• Stored items
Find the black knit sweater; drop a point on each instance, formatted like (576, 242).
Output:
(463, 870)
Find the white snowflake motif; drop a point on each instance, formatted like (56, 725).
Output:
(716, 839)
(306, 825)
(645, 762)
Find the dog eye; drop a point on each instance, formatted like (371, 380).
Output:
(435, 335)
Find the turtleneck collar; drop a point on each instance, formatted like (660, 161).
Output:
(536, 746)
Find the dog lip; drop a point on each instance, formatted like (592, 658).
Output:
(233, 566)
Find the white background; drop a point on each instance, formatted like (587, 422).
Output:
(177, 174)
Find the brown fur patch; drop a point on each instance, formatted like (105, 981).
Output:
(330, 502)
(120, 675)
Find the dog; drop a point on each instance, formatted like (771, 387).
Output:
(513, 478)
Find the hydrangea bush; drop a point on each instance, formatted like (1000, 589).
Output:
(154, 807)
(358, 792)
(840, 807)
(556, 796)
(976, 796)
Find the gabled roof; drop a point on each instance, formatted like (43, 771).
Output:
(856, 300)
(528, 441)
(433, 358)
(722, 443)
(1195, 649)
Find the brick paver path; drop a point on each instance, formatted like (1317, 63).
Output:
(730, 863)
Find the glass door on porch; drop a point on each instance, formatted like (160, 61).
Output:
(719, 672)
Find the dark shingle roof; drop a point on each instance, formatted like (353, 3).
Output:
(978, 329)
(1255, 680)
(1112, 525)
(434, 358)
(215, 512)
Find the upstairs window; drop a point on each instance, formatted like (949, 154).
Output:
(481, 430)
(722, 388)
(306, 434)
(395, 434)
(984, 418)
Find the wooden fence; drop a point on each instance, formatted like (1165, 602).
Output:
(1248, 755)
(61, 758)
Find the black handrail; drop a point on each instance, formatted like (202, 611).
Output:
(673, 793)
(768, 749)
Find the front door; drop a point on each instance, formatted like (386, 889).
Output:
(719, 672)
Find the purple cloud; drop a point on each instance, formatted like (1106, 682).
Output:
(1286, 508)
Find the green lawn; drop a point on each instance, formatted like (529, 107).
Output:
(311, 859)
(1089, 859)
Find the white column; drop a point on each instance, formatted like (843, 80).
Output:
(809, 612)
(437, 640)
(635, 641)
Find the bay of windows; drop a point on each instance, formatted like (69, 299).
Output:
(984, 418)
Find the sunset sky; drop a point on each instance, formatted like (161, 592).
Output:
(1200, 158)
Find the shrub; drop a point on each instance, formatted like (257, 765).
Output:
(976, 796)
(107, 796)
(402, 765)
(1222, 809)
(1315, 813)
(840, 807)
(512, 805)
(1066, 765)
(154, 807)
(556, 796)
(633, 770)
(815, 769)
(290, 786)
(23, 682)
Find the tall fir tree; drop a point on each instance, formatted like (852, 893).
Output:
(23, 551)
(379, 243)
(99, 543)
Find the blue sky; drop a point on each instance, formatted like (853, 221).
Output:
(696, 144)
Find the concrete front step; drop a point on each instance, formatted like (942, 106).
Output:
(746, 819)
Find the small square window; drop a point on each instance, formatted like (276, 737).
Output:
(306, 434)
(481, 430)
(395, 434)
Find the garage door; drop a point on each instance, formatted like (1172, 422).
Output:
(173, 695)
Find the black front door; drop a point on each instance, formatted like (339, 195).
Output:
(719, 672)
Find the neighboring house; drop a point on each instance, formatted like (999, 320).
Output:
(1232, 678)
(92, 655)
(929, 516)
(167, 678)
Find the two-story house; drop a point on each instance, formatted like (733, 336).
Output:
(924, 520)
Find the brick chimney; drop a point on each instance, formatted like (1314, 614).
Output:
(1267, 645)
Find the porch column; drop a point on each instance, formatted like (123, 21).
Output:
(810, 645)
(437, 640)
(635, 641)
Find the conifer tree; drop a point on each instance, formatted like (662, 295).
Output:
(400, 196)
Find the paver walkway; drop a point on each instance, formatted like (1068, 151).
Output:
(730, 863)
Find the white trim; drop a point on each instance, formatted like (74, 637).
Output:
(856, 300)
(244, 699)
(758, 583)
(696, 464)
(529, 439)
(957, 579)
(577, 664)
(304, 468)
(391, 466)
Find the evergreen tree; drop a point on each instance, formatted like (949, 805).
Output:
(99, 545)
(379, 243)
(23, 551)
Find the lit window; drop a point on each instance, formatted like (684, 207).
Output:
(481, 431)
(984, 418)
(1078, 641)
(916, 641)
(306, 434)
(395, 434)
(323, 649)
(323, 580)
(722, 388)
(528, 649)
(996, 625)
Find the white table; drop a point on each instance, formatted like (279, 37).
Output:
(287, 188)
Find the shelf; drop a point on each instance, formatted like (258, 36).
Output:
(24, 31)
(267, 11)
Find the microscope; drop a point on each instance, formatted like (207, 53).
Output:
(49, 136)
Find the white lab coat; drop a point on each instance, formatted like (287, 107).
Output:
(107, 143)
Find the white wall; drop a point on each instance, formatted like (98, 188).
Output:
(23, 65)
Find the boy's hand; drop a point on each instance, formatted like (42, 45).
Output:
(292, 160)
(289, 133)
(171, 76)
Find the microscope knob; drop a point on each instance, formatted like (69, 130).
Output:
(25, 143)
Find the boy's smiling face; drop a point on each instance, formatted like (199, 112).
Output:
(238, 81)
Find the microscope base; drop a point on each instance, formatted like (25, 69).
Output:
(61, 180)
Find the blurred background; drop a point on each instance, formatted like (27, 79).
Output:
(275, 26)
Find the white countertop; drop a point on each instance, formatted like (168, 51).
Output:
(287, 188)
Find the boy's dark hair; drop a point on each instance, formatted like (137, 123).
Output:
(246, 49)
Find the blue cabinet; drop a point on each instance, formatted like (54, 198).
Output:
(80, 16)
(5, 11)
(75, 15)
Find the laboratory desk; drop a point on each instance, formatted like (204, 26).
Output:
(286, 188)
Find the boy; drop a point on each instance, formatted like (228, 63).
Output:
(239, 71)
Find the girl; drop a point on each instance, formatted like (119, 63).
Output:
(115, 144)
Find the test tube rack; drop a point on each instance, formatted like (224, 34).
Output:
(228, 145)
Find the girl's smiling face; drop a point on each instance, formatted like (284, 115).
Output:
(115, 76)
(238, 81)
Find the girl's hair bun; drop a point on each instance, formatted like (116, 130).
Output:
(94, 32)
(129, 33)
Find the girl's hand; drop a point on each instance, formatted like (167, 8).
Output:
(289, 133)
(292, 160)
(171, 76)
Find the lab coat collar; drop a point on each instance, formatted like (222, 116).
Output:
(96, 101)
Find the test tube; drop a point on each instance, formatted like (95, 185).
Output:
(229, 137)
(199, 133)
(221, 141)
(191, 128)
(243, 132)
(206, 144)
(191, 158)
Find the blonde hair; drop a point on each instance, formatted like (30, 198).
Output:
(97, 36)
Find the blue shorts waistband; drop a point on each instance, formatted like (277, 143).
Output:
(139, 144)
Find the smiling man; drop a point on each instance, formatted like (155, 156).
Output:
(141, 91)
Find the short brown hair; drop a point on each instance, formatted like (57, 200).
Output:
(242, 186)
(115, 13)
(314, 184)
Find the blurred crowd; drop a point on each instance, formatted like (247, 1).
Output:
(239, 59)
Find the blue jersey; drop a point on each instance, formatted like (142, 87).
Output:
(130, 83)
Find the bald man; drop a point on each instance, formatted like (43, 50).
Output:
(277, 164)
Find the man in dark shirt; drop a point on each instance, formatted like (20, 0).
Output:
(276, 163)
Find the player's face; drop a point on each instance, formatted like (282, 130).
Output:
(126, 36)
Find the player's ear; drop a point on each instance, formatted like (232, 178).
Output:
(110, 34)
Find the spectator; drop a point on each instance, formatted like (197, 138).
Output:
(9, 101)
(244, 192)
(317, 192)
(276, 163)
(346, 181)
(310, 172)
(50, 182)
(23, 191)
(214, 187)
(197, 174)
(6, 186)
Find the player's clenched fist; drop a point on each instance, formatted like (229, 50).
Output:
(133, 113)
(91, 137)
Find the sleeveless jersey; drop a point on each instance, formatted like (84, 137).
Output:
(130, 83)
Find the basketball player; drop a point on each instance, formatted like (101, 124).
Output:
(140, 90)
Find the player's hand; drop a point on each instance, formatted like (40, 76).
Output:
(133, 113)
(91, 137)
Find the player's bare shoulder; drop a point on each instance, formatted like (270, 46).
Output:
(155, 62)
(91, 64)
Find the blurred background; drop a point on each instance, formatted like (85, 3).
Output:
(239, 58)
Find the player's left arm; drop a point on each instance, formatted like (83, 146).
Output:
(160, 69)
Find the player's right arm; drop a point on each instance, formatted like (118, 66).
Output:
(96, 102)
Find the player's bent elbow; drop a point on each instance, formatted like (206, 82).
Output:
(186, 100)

• THE TASK
Where a line above holds the string "smiling", show that line.

• OUTPUT OF THE TASK
Find the boy's smiling face; drop a point on each instance, formatted like (199, 112).
Find the girl's smiling face; drop a point on each instance, formatted like (284, 115).
Find the smiling man; drop a point on each instance, formatted like (155, 156).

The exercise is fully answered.